◆ SOURCE INFORMATION:
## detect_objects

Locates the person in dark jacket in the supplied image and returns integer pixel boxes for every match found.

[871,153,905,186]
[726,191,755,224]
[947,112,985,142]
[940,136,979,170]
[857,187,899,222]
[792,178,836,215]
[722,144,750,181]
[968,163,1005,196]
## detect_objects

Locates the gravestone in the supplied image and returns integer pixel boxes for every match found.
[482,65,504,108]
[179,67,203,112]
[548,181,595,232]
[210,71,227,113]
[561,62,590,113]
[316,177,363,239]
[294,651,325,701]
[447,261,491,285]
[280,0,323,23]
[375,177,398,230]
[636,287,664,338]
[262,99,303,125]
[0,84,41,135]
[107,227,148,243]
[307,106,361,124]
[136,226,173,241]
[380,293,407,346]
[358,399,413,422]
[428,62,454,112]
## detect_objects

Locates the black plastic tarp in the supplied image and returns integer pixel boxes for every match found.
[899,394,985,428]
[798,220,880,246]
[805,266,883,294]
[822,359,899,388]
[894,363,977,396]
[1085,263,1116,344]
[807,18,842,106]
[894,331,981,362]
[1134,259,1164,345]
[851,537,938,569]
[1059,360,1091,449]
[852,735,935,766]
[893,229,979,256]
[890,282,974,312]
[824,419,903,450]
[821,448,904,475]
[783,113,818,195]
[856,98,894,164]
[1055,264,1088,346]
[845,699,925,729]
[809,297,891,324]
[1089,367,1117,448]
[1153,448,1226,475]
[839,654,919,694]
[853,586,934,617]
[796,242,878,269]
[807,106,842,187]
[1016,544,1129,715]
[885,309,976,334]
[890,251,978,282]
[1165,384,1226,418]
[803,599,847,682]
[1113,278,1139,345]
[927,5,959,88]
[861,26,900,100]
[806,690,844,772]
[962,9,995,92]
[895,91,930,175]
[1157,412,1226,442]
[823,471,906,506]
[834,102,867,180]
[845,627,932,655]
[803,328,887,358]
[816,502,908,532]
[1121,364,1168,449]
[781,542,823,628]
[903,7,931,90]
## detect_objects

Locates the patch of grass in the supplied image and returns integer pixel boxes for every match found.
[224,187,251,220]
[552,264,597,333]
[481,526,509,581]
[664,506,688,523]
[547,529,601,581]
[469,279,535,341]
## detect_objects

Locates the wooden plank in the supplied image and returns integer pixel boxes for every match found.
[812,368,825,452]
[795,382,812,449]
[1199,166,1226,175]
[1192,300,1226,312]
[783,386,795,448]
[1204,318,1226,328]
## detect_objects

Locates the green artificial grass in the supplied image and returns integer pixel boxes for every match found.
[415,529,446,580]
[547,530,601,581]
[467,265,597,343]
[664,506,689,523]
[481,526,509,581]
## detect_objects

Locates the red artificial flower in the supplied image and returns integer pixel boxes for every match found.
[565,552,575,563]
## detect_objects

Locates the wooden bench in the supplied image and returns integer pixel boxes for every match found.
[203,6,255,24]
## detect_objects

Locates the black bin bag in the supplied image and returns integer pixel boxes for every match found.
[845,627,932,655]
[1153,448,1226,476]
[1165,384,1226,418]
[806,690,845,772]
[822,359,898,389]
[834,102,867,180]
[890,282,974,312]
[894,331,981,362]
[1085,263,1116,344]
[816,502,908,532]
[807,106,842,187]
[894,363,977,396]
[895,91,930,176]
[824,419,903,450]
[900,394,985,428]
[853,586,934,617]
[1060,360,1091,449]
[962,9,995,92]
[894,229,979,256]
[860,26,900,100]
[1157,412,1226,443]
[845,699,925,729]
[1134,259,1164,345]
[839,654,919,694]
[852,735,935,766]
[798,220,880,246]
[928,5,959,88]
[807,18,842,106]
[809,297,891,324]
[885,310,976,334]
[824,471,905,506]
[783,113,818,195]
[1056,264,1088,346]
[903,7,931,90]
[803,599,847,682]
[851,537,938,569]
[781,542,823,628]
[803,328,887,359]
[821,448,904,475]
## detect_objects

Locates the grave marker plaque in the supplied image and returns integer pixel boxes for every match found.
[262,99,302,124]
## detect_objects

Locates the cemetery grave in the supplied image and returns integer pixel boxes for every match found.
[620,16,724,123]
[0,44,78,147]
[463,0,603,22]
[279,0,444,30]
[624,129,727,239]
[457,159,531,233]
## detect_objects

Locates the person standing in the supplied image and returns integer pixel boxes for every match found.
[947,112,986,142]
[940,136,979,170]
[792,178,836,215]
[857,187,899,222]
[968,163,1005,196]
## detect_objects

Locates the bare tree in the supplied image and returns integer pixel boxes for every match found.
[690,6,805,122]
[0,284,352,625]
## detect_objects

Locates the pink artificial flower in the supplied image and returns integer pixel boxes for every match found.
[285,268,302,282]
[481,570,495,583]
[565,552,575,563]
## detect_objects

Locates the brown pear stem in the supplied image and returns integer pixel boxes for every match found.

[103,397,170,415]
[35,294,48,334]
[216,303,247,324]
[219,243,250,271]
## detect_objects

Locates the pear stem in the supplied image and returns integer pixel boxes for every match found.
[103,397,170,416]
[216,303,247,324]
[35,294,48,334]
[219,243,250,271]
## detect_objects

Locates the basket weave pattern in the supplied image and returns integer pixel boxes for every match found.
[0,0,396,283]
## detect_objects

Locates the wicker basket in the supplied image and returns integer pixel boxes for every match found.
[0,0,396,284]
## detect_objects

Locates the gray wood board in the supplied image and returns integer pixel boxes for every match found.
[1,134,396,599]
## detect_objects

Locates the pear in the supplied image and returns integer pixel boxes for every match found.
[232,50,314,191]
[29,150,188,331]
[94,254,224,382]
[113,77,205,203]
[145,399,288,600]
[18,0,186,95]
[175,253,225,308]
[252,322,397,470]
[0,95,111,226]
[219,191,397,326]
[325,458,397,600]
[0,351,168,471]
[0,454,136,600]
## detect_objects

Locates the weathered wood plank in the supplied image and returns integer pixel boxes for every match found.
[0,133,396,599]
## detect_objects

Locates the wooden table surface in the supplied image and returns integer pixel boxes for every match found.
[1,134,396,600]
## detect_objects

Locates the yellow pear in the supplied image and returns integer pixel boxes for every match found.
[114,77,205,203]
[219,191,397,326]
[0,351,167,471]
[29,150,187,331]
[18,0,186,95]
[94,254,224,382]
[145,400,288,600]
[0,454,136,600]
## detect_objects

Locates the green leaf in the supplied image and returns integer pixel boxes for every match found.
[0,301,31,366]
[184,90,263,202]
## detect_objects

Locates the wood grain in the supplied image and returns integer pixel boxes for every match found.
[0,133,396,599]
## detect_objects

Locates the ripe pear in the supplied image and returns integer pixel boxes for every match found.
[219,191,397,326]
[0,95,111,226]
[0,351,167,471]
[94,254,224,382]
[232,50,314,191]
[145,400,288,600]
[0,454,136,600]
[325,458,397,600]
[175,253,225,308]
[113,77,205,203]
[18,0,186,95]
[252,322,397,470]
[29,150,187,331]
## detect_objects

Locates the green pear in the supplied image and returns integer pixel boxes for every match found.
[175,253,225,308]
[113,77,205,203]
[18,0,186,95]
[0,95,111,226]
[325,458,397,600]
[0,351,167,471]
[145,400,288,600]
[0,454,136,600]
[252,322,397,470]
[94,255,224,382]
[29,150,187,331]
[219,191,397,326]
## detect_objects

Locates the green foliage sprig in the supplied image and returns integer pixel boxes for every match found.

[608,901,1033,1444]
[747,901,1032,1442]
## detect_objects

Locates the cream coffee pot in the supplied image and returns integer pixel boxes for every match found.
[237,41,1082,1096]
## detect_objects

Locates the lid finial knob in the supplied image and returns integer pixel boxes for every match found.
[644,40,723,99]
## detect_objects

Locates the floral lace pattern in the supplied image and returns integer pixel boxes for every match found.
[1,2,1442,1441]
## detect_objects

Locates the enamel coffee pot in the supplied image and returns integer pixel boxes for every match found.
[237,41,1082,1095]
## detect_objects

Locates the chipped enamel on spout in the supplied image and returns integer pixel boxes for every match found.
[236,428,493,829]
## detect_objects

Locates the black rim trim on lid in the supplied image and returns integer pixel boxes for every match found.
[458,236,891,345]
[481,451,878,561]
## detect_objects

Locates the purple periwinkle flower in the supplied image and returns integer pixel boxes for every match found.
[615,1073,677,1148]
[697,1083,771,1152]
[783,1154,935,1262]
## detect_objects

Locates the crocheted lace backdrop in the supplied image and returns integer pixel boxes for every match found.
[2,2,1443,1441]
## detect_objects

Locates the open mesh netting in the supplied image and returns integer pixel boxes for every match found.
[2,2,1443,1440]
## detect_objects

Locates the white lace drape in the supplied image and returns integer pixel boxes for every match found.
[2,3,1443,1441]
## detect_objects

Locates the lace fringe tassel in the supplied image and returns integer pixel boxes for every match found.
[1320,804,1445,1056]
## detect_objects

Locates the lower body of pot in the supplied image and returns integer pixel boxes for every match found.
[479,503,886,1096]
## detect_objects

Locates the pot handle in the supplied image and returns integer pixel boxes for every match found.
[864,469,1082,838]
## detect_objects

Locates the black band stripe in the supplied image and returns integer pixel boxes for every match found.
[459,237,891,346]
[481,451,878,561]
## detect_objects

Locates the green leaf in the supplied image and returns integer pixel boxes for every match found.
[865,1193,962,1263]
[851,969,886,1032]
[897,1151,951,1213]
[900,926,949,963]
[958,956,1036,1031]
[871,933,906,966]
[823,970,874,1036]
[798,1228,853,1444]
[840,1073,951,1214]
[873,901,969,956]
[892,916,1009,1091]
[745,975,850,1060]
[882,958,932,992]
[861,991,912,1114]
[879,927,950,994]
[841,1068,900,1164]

◆ REQUIRED ACTION:
From the line that contains "Locates the pot" through the end of the records above, print every line exactly and nothing else.

◆ OUTPUT:
Locates the pot handle in the supplied image and returns integer pixel boxes for every match found.
[864,469,1082,838]
## detect_objects

Locates the black band stripe in the supplied image and returns integer pixel boxes for every match found.
[459,237,891,346]
[481,451,878,561]
## detect_objects

Locates the green leaf in the supplied image and returns integer pixel boxes for every match found.
[865,1193,962,1263]
[851,969,886,1032]
[897,1151,951,1213]
[900,926,949,963]
[958,956,1036,1031]
[871,933,906,966]
[823,970,874,1036]
[798,1228,853,1444]
[840,1073,951,1214]
[873,901,969,956]
[892,916,1009,1091]
[745,975,850,1060]
[882,958,932,992]
[861,991,912,1114]
[879,927,950,994]
[841,1068,900,1164]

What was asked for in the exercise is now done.